[Texto]
:::::

Quem diz que Curitiba não tem tradição carnavalesca nunca esteve nos ensaios das escolas de samba. Há um mundo que gira em torno do reinado de momo e das evoluções das agremiações, que passam o ano se preparando para o desfile do sábado de carnaval (este ano, dia 14), na Avenida Marechal Deodoro, no centro da cidade.
São 60 minutos entre a concentração e o final do desfile. Um tempo curto, que acelera a adrenalina de centenas de pessoas, ávidas para mostrar tudo o que foi planejado, construído, bordado e sonhado nos 11 meses anteriores. “É a realização de um sonho”, diz Fernanda Ramos, da Realeza, a primeira Rainha de Bateria transexual da história do samba de Curitiba. Aos 27 anos, formada em design de moda e com pós graduação em Comércio Exterior e Linguística, Fernanda desfila elegância no Grêmio Recreativo Cultural Escola de Samba Acadêmicos da Realeza.
Elegância que pode ser conferida também na bateria, que imprime um ritmo forte sob o comando de mestre Márcio Brinco. “São 16 anos de Realeza e 33 no carnaval”, diz o comandante, que sabe como tirar o melhor de cada um dos 76 ritmistas. “O que me enche os olhos de satisfação é a nota 10”, afirma, com a experiência de quem sabe o que faz. Ele mantém entre os componentes na bateria três filhos, três irmãos e quatro sobrinhos para perpetuar o gosto pelo samba. “Carnaval é tudo. Faz parte da família”, diz o mestre.
Jú de Paula é a intérprete oficial do samba enredo da Realeza. Sabe que a emoção e o amor ajudam a levantar a plateia e promover a alegria e animação dos mais de 500 integrantes da escola, durante o desfile. “Estão todos atentos à minha voz. Por isso minha energia transpassa o samba enredo. É amor às cores da escola e ao pavilhão”, diz ela.
O tema da Realeza para 2015 é a “História de Curitiba pelas mãos de Fernando Guimarães”. Pai Fernando de Ogum, como era mais conhecido o advogado e cartorário curitibano, morto em 2012, fundou o Terreiro Pai Maneco, que pratica a Umbanda Pés no Chão, sem misticismos, somente com a obediência aos espíritos, o respeito à natureza e ao livre arbítrio. “Esta homenagem representa para nós, do terreiro, uma grande emoção, pois demonstra o trabalho de amor e caridade realizado por Pai Fernando”, diz a mãe de santo Denise Zanchetta, do Terreiro Pai Maneco.

:::::

[Objetivo da tarefa] Escreva a continuação do texto sobre o carnaval de Curitiba, começando logo após a última frase apresentada.

:::::

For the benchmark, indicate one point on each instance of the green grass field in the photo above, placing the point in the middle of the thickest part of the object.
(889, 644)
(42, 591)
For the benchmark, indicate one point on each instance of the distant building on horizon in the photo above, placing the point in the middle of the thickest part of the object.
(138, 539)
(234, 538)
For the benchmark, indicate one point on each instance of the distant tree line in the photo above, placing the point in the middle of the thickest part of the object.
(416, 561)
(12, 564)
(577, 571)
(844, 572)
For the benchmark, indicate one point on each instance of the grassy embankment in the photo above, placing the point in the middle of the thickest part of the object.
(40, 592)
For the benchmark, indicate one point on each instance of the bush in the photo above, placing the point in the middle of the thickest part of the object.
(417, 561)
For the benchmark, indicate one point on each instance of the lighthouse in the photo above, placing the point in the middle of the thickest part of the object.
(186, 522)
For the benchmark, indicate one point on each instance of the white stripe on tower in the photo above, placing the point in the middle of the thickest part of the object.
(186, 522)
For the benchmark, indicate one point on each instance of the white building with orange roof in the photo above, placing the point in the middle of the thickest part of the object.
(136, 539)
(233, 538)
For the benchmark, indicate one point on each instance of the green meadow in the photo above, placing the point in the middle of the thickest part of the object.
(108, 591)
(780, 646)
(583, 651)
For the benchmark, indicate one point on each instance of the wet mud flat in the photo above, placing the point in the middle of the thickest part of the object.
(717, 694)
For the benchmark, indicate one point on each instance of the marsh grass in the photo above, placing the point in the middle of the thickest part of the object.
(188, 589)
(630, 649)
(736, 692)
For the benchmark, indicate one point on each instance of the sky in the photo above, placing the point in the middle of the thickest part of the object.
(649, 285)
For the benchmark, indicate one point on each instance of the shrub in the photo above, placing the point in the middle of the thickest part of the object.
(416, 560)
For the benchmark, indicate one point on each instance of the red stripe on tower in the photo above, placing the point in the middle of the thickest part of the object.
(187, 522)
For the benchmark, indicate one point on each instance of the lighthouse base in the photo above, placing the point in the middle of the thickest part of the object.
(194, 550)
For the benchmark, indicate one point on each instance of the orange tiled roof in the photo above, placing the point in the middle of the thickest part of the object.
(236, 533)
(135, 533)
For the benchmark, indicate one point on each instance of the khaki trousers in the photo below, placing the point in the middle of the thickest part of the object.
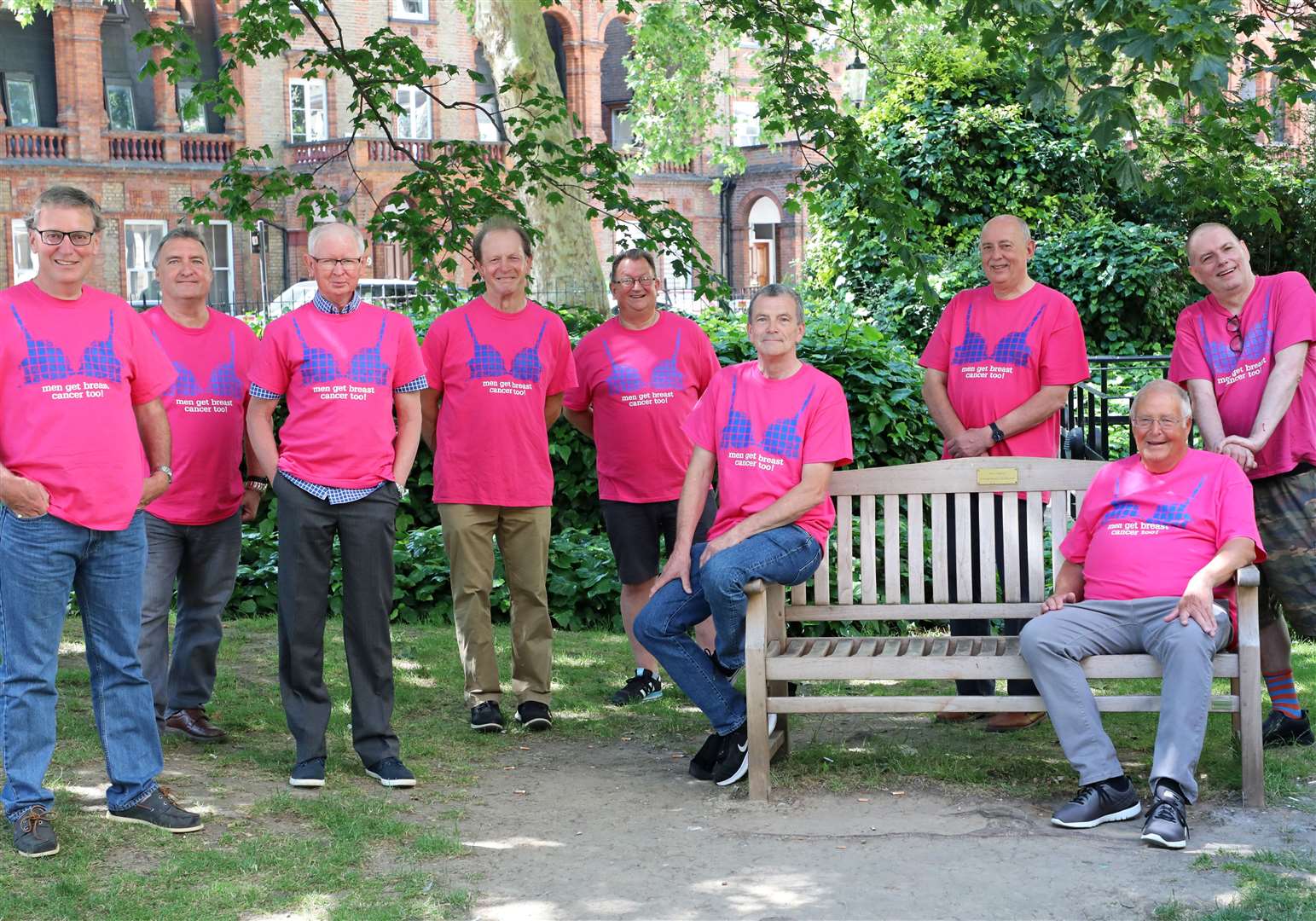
(523, 536)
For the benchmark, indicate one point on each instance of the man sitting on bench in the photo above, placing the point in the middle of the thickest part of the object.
(1146, 570)
(773, 428)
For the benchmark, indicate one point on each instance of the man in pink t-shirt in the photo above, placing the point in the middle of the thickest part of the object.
(999, 366)
(348, 368)
(773, 429)
(1244, 353)
(84, 446)
(498, 368)
(637, 378)
(1146, 569)
(194, 532)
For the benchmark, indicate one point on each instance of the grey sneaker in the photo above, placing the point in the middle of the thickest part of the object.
(162, 811)
(33, 834)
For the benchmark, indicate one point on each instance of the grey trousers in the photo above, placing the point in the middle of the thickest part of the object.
(203, 562)
(1054, 644)
(365, 530)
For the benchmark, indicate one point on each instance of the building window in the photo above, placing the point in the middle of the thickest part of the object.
(218, 240)
(141, 240)
(622, 135)
(411, 9)
(24, 259)
(20, 91)
(746, 123)
(119, 104)
(194, 121)
(308, 111)
(415, 123)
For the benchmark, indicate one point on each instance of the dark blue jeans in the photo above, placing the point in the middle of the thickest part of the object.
(786, 555)
(41, 561)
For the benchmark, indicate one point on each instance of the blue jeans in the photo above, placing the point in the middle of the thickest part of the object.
(786, 555)
(41, 559)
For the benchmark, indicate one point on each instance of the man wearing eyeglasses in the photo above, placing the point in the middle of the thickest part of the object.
(998, 370)
(82, 380)
(639, 375)
(348, 368)
(1244, 353)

:::::

[Espaço para resposta]
Criatividade
Os integrantes de cada escola se empenham na preparação para o desfile e na superação das dificuldades que muitas vezes enfrentam para colocar o enredo na avenida. “Usamos a criatividade para melhorar o efeito dos materiais menos nobres nos figurinos” conta o carnavalesco Felipe Guerra, 32 anos, quatro de carnaval e arquiteto durante o resto do ano. “As fantasias da Realeza estão sendo montadas em papelão”, diz ele, afirmando que a beleza está em explorar tecidos e colocar toda a emoção em cada peça.
Fantasias são levadas por foliões e passistas, símbolo da alegria que envolve o Carnaval e potencializa o significado do samba. Antigamente conhecidas como cabrochas, as passistas são escolhidas pela comunidade ou em concursos abertos ao público. “Basta ter carisma, samba no pé, desenvoltura. Ou seja, a graça. Aqui a gente ensina como ter autoestima, postura corporal e usar a maquiagem” explica Sérgio Maker, diretor das passistas.
É desta ala que saem muitas meninas que mais tarde integrarão a corte como princesas e rainhas. Incontáveis são aquelas que viram cidadãs dosamba. Como Joice Kelly dos Santos, 29 anos, três filhos, técnica de enfermagem e Rainha da Escola. “Tive que trocar meu plantão no hospital para ir para a avenida no sábado de carnaval. Mas sempre tem quem ajude. Meus amigos que não estão no plantão já confirmaram que vão me aplaudir. Afinal, é meu primeiro ano de destaque. Estou feliz e ansiosa, fazendo tudo certinho para ver minha escola ser campeã”, diz.
A Realeza sai na avenida no sábado (14), à 1h30 da manhã.
Carnaval 2015
O texto sobre a Realeza é o primeiro de uma série que o portal da Prefeitura publica a partir de hoje sobre as escolas de samba do Grupo A do Carnaval de 2015: Leões da Mocidade, Mocidade Azul, Imperatriz da Mocidade e Embaixadores da Alegria.